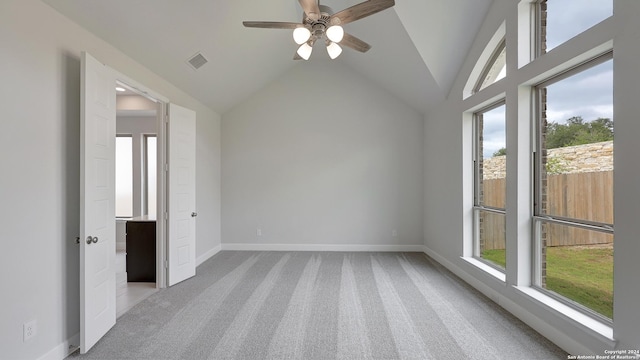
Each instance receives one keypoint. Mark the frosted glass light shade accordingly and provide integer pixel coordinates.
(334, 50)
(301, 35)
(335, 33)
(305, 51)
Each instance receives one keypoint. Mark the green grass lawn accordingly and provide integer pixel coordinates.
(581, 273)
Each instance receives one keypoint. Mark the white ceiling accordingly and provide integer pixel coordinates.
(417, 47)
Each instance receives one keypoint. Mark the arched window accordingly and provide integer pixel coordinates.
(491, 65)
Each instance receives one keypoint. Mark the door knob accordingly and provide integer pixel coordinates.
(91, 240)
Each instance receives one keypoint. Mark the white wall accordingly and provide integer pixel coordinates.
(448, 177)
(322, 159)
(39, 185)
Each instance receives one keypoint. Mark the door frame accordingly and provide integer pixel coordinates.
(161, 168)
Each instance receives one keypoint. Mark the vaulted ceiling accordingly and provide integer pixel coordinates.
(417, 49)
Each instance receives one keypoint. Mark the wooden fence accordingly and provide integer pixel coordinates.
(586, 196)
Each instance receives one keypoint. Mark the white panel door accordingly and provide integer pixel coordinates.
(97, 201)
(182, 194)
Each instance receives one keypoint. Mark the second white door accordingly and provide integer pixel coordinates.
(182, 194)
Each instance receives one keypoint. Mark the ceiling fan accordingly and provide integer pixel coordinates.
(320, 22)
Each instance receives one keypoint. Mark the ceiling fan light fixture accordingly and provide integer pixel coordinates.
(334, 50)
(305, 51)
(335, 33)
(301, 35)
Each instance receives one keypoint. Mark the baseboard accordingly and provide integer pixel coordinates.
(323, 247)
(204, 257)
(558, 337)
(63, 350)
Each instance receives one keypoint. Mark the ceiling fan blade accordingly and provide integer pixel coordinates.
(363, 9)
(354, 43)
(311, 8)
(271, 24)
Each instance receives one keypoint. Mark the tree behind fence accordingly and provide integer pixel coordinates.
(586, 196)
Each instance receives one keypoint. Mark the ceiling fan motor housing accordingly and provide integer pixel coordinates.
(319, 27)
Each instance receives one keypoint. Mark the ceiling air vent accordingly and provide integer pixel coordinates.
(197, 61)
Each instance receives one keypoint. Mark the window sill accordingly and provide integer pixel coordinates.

_____

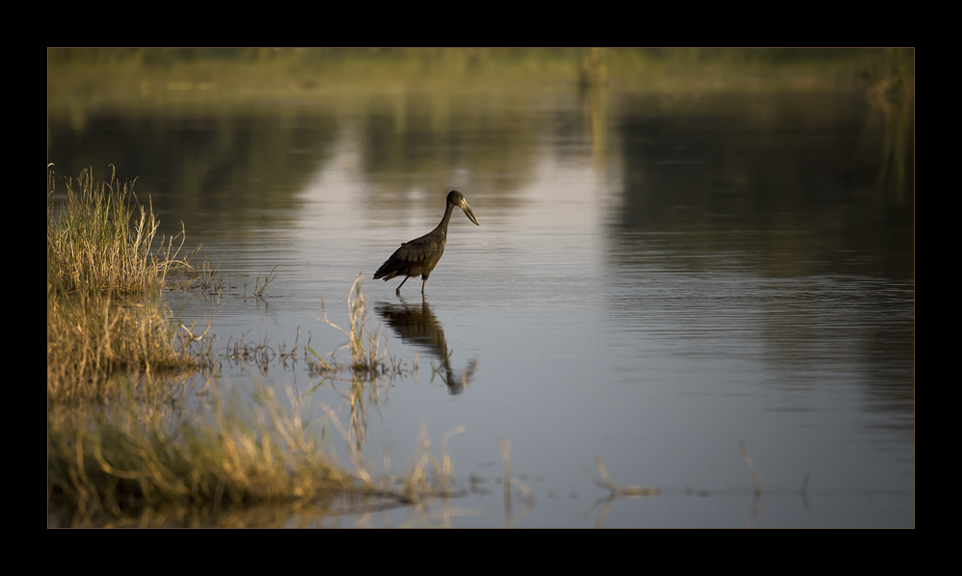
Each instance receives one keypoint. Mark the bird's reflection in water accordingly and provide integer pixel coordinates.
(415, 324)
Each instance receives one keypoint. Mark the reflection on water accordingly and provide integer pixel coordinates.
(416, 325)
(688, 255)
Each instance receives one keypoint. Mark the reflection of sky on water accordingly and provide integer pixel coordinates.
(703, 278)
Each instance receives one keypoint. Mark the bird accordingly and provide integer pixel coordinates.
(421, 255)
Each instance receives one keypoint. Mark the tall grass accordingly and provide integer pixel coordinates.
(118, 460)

_____

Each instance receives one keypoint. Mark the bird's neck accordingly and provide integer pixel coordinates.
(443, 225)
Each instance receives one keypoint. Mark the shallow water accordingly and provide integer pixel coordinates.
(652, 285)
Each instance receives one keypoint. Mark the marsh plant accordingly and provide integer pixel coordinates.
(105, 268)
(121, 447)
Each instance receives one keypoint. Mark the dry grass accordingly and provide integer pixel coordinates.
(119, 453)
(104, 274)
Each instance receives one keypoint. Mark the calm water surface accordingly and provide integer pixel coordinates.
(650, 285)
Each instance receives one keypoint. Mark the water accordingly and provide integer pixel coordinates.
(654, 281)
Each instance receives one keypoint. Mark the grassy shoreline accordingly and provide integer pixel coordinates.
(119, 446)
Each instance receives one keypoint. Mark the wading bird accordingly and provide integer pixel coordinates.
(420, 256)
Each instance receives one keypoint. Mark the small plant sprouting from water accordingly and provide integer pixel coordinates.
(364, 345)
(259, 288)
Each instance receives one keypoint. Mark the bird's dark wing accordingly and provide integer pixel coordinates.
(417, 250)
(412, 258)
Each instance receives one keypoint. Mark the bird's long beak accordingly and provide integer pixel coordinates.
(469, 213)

_____

=== WHAT TO PRODUCE ===
The lines above, starting at the one with "Each instance receives one keypoint. Mark the white wall" and ending at the one with "Each instance receives one keypoint. Mark the window", are the only ones to return, exactly as written.

=== EXERCISE RESPONSE ===
Each instance receives one keypoint. Mark the white wall accordingly and provide integer pixel coordinates.
(448, 177)
(322, 159)
(39, 185)
Each instance receives one keypoint. Mark the door frame accordingly and provide integer pixel coordinates.
(161, 168)
Each instance receives one keypoint. Mark the vaulted ceiling accordingly and provide integer pixel coordinates.
(417, 49)
Each instance receives one keypoint. Mark the wooden fence accordingly and provide integer pixel coordinates.
(586, 196)
Each instance receives one keypoint. Mark the white panel door accordingly and provide integer pixel coordinates.
(97, 201)
(182, 194)
Each instance receives one keypoint. Mark the second white door accordingly and provide integer pixel coordinates.
(182, 194)
Each instance receives one keypoint. Mark the ceiling fan accordingly and provide integer pixel coordinates.
(320, 22)
Each instance receives one keypoint. Mark the ceiling fan light fixture accordingly and provide integer pixel coordinates.
(334, 50)
(305, 51)
(335, 33)
(301, 35)
Each instance receives one keypoint. Mark the baseboard accordingly and provide integer pixel coordinates.
(323, 247)
(204, 257)
(558, 337)
(63, 350)
Each instance receives one keypoint. Mark the ceiling fan blade accordingly and provide integer pixel coordinates.
(363, 9)
(354, 43)
(311, 8)
(271, 24)
Each instance receives one keypoint. Mark the tree behind fence accordingly and provide integer pixel coordinates.
(586, 196)
Each instance receives one keypoint. Mark the ceiling fan motor housing accordingly and provide integer pixel coordinates.
(319, 27)
Each instance receives one keypoint. Mark the ceiling air vent accordingly and provide integer pixel coordinates.
(197, 61)
Each instance receives one keypoint. Mark the window sill accordingly and provide integer pixel coordinates.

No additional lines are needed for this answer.